* Compito
Restituisci senza alcuna modifica la parte del brano sulla gravità dei peccati che comincia con le parole contenenti "Ma la malizia" e termina con "del loro oggetto.".

Summa Teologica - I-II |
Pare che la gravità dei peccati non si misuri dall'oggetto.
1. La gravità di un peccato riguarda la qualità o il modo del peccato medesimo.
L'oggetto invece costituisce la materia del peccato.
Quindi la gravità dei peccati non dipende dalla diversità dell'oggetto.
2. La gravità di un peccato non è che l'intensità della sua malizia.
Ma la malizia di un peccato non viene desunta dalla conversione verso il proprio oggetto, che è sempre un bene desiderabile, ma dall'allontanamento [ da Dio ].
Quindi la gravità dei peccati non si misura dalla diversità del loro oggetto.
3. La diversità dell'oggetto produce una diversità di genere tra i peccati.
Ma realtà di genere diverso, come dimostra Aristotele [ Phys. 7,4 ], non sono comparabili tra loro.
Quindi un peccato non può essere più grave di un altro secondo la diversità dell'oggetto.
Come si è visto in precedenza [ q. 72, a. 1 ], i peccati ricevono la loro specie dall'oggetto.
Ora, certi peccati sono l'uno più grave dell'altro per la loro specie: l'omicidio, p. es., è specificamente più grave del furto.
Quindi la gravità dei peccati viene misurata dall'oggetto.
Secondo le spiegazioni date [ a. prec. ], la gravità dei peccati varia in modo analogo alla gravità delle malattie: come infatti il bene della salute consiste in una proporzione tra gli umori in rapporto alla natura dell'animale, così il bene della virtù consiste in una proporzione dell'atto umano in rapporto alla regola della ragione.
Ora, è evidente che una malattia è tanto più grave quanto più fondamentale è il principio rispetto al quale viene compromessa la giusta proporzione degli umori: p. es. la malattia che nel corpo umano proviene dal cuore, che è l'organo principale della vita, o da altri organi vicini al cuore, è più pericolosa.
Perciò è necessario che un peccato sia tanto più grave quanto più alto nell'ordine della ragione è il principio che il suo disordine colpisce.
Ora, in campo pratico la ragione ordina ogni cosa al fine.
Perciò negli atti umani il peccato è tanto più grave quanto più alto è il fine da esso frustrato.
Ma stando a quanto si è già detto [ q. 72, a. 3, ad 2 ], gli oggetti sono precisamente i fini dei nostri atti.
Perciò la gravità dei peccati si misura sulla diversità degli oggetti.

* Elenco dati
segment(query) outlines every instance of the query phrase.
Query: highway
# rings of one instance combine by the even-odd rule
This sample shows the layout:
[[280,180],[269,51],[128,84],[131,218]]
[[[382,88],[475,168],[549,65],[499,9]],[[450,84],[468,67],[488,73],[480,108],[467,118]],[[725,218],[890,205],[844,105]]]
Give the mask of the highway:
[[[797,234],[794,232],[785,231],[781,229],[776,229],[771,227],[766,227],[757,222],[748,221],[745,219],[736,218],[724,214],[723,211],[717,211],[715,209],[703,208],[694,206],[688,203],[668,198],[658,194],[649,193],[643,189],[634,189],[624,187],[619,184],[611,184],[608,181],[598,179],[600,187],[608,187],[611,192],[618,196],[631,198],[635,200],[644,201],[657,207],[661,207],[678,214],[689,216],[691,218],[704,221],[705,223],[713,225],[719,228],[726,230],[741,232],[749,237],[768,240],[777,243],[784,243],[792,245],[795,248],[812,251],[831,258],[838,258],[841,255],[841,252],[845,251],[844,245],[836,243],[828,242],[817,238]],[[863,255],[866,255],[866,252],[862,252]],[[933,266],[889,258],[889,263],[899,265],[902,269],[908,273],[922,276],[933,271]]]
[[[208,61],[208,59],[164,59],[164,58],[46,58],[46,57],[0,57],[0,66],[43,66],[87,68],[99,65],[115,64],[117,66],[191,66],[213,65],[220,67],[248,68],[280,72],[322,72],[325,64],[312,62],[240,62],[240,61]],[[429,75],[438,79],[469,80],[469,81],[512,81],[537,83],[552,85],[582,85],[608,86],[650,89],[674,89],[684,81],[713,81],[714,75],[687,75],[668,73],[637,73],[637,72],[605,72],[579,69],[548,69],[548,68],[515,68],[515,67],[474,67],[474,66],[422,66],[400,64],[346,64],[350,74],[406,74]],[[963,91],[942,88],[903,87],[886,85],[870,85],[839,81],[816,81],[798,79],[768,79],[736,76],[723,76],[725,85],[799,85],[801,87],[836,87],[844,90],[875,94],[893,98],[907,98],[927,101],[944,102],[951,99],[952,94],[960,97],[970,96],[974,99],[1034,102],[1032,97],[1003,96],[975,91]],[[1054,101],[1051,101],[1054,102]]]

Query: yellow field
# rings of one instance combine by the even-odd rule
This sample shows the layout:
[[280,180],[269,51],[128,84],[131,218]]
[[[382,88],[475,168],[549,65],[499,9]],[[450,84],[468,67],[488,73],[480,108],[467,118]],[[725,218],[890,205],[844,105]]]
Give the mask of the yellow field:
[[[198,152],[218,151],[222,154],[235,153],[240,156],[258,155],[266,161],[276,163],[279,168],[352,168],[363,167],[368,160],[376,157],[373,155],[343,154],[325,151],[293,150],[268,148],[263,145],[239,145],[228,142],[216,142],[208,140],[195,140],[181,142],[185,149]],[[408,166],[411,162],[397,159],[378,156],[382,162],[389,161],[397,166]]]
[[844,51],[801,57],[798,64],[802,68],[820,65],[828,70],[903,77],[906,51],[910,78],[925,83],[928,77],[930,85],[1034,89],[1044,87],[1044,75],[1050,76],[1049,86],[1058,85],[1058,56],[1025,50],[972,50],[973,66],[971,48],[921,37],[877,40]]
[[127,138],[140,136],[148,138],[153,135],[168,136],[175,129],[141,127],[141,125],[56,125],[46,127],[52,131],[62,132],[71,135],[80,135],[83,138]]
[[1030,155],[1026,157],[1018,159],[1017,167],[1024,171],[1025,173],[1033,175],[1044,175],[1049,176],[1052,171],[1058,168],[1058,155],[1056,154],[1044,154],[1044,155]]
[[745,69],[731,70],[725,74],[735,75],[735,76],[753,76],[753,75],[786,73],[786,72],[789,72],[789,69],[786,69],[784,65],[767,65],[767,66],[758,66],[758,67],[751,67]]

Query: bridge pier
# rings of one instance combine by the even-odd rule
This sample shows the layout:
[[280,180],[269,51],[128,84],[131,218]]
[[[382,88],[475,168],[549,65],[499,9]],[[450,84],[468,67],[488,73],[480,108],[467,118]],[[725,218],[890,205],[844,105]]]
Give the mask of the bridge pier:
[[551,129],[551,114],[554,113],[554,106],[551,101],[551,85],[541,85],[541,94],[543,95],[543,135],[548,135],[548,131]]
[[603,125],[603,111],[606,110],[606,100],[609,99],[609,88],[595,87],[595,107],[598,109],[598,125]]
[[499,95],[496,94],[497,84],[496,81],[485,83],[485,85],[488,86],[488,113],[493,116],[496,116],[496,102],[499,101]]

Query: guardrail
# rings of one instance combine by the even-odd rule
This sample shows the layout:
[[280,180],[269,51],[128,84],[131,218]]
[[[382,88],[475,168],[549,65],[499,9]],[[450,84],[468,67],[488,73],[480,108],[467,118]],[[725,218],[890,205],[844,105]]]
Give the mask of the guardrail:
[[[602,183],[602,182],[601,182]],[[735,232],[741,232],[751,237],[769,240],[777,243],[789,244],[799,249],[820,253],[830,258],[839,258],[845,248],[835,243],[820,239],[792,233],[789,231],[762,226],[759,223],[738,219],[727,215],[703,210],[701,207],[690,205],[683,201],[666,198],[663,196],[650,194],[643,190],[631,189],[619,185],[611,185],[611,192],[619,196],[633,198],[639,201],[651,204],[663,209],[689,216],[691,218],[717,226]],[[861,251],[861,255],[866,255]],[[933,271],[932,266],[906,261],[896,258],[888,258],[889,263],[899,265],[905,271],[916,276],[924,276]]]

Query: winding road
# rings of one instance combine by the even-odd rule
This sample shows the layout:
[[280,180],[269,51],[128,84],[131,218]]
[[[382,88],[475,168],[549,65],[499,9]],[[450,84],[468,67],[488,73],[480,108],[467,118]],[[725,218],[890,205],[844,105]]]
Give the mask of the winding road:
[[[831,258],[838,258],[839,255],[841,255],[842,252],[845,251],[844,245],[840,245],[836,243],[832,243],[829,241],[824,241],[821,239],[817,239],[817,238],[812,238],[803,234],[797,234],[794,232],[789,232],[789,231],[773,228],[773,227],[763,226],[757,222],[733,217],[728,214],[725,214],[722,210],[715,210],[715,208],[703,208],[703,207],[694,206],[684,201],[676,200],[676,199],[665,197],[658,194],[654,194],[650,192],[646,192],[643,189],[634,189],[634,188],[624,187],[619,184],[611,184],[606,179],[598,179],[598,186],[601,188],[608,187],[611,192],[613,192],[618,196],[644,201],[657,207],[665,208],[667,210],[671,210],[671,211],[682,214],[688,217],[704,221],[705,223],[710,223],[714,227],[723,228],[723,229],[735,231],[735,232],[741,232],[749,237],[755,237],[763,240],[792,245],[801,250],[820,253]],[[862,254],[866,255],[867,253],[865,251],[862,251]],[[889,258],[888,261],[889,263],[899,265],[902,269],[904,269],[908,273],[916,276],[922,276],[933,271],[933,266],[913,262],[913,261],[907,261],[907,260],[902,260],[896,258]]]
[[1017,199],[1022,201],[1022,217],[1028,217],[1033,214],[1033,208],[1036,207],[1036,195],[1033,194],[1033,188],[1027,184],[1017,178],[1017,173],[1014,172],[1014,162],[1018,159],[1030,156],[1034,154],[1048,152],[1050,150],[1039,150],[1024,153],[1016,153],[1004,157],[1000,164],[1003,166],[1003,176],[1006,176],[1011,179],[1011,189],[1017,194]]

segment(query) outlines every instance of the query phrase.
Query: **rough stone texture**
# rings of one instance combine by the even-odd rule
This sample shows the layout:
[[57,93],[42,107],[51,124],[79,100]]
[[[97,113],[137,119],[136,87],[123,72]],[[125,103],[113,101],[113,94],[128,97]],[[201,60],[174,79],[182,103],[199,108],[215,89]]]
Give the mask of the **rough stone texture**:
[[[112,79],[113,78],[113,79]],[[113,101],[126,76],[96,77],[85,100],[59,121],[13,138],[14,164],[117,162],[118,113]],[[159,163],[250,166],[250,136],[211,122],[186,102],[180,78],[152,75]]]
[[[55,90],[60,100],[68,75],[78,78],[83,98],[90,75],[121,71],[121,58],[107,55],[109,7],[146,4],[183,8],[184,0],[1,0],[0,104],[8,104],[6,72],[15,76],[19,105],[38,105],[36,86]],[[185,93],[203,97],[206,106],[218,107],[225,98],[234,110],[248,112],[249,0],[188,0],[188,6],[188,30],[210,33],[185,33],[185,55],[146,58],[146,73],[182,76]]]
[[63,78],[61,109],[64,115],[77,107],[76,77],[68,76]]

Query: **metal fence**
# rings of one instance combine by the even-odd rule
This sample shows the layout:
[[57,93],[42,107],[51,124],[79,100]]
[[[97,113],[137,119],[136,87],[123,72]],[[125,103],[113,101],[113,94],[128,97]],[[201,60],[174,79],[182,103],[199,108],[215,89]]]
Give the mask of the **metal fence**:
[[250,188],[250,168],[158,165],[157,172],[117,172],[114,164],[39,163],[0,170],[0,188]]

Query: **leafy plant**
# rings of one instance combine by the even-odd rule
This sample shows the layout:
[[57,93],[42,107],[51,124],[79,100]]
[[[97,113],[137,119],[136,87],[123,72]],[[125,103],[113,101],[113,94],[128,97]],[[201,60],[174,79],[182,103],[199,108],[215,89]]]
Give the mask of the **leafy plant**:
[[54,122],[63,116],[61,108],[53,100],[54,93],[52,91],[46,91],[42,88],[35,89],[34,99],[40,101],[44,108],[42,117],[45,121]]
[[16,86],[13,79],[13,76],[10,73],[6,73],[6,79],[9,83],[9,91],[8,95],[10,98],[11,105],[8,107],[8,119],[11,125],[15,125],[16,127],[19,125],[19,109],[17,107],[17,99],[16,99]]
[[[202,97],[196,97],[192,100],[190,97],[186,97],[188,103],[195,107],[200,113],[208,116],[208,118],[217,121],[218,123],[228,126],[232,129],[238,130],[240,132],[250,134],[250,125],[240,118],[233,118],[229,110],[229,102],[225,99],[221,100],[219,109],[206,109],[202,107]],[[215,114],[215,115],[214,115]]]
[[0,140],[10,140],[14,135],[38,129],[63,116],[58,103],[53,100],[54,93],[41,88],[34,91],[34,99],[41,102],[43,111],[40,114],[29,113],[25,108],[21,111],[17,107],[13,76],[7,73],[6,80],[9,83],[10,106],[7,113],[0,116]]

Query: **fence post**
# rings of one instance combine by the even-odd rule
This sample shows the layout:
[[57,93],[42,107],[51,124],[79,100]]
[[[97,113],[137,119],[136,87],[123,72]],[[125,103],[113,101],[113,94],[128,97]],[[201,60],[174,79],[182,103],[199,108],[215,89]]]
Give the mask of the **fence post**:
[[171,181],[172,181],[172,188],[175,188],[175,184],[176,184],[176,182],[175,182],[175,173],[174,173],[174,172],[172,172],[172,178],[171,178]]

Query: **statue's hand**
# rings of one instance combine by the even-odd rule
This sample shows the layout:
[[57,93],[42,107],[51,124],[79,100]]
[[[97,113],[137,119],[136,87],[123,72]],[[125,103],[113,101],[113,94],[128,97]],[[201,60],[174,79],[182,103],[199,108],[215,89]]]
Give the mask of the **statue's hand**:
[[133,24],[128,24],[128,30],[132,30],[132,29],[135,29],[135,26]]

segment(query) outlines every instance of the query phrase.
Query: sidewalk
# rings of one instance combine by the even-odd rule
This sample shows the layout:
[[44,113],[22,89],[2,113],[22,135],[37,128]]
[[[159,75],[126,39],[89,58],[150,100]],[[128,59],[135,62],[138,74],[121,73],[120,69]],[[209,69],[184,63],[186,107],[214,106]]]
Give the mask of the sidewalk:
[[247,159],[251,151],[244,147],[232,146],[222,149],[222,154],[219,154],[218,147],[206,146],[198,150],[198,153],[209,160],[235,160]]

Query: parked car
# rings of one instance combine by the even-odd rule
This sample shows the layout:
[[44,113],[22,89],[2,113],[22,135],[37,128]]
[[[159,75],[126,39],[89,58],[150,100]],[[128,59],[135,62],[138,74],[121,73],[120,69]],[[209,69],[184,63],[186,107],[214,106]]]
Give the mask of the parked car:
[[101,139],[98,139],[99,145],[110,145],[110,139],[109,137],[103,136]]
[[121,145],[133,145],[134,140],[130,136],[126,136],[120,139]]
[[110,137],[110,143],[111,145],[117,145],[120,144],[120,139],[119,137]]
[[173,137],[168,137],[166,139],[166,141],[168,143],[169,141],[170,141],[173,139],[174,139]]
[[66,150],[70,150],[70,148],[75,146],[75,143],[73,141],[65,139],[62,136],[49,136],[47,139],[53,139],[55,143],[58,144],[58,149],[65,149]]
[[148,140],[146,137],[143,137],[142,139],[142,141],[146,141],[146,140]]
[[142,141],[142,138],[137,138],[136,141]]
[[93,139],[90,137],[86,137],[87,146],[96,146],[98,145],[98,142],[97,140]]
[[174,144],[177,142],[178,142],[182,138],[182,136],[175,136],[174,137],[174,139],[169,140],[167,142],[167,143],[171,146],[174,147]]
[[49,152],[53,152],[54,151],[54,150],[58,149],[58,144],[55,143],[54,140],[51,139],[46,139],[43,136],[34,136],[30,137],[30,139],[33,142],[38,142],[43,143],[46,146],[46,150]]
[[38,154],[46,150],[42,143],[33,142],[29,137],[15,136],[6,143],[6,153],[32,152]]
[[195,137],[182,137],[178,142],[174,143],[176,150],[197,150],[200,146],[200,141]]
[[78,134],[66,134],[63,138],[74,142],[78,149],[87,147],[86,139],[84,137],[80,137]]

* Compito svolto
Ma la malizia di un peccato non viene desunta dalla conversione verso il proprio oggetto, che è sempre un bene desiderabile, ma dall'allontanamento [ da Dio ].
Quindi la gravità dei peccati non si misura dalla diversità del loro oggetto.